▶ _Data extracts_:
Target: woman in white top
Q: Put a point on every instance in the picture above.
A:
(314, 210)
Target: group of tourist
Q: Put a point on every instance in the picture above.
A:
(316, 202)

▶ _Exercise objective_: Please reproduce the closing stretch of the records, from the line with "Target: group of tourist" through the last line, exactly as it stands.

▶ _Solution below_:
Target: group of tourist
Q: Put a point on every instance in the picture above.
A:
(316, 202)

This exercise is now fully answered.